#### Records provided:

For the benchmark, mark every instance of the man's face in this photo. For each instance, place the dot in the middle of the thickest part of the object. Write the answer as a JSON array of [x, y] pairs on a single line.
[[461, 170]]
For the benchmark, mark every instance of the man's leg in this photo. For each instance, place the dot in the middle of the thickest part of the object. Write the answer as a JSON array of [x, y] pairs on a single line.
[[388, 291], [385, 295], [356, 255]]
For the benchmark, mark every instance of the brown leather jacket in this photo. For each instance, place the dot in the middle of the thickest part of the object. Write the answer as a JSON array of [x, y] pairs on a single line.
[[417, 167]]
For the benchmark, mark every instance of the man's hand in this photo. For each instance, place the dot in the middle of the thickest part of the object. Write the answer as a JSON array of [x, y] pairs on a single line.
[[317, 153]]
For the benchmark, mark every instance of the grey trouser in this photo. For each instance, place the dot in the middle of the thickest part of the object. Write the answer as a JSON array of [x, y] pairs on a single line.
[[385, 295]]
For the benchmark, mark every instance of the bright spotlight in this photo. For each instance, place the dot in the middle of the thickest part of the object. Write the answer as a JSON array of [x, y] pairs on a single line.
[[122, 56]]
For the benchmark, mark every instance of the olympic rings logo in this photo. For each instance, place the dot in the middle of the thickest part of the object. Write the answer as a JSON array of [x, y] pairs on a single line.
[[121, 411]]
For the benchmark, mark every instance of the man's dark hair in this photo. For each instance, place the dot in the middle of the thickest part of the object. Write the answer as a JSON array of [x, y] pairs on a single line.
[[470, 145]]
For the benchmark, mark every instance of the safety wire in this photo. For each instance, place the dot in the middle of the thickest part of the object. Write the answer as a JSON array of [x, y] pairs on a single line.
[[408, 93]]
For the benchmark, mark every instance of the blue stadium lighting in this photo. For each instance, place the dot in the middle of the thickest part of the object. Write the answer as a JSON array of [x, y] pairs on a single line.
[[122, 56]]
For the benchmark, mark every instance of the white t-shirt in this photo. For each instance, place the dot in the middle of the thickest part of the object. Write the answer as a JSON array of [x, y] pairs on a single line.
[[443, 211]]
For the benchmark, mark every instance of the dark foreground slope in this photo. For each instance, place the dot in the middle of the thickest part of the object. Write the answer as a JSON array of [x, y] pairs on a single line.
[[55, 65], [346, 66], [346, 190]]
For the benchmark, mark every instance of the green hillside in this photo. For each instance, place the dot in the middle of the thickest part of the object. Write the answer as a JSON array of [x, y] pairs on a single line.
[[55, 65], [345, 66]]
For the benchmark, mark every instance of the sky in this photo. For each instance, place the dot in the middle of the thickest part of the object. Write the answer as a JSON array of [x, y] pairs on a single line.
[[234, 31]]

#### What the task requires:
Replace "benchmark" with "evaluation" wherever it occurs in the material above, and reproduce all of the material with no other changes.

#### Response below:
For the evaluation, mark every instance of the man's face in this photo. For each instance, place the dot in the middle of the thickest part of the object. Write the answer as a JSON array of [x, y] pairs on a single line.
[[461, 170]]
For the evaluation, mark every instance of the man's leg in this photo. For each instance, place the dot in the middle of the thickest part of the object. Write the answer as a JSON array of [x, y] pairs on a single line.
[[388, 291], [385, 295], [356, 255]]
For the evaluation, mark every instance of the brown leather jacket in this photo. For each instance, place the dot in the middle of the thickest part of the object. Write the answer as a JSON array of [x, y] pairs on a single line.
[[417, 167]]
For the evaluation, mark every instance of the man's hand in this photo. For each instance, place the dot in the middle of the thickest part of the object. Write the answer as a JSON array of [x, y] pairs on a single line.
[[317, 153]]
For the evaluation, mark every instance of the grey trouser in this photo. For each instance, place the dot in the middle of the thickest part of the object. Write the answer as a JSON array of [x, y] pairs on a single line.
[[385, 295]]
For the evaluation, mark every instance of the bright spotlight in this photo. For each instance, place the dot in the middle of the thickest part of the object. Write the answer as a JSON array of [x, y] pairs on a single line.
[[122, 56]]
For the evaluation, mark every instance of the olympic rings logo in this photo. For each instance, place the dot in the middle of the thickest part of the object. Write the answer as a JSON array of [x, y] pairs on a single line.
[[121, 411]]
For the evaluation, mark every instance of the man's dark hair in this photo. For each instance, place the dot in the middle of the thickest part of the object. Write the answer as a JSON array of [x, y] pairs on a single line.
[[470, 145]]
For the evaluation, mark every instance of the safety wire in this photo. For each instance, place the dot in the middle of the thickest part of the object. Write the answer as a JSON array of [x, y] pairs on a single line.
[[408, 93]]
For the evaluation, mark every instance of the blue stadium lighting in this photo. For each instance, place the dot in the middle of the thickest part of the object. Write the answer as a JSON array of [x, y] pairs on a single line.
[[122, 56]]
For the evaluation, mark every instance of the white t-shirt in this photo. For each instance, place the dot in the middle of the thickest part of the object. Write the answer as a JSON array of [x, y] pairs on a single line.
[[443, 211]]
For the evaluation, mark every instance of the dark foreground slope in this photo. For each instance, place the dot in the middle of the thickest part of the object. Write the answer as a JSON array of [x, y] pairs on a single line.
[[55, 65], [346, 66], [346, 190]]
For the evaluation, mark every instance of the green hillside in this photo. For each instance, place the dot in the middle of the thickest part of the object. Write the answer as a JSON array of [x, y] pairs on a single line.
[[55, 65], [345, 66]]
For the evaluation, mark every instance of the sky in this photo. For each instance, place the dot in the middle of the thickest part of the object. Write the answer as a JSON array of [x, y] pairs on a single line.
[[234, 31]]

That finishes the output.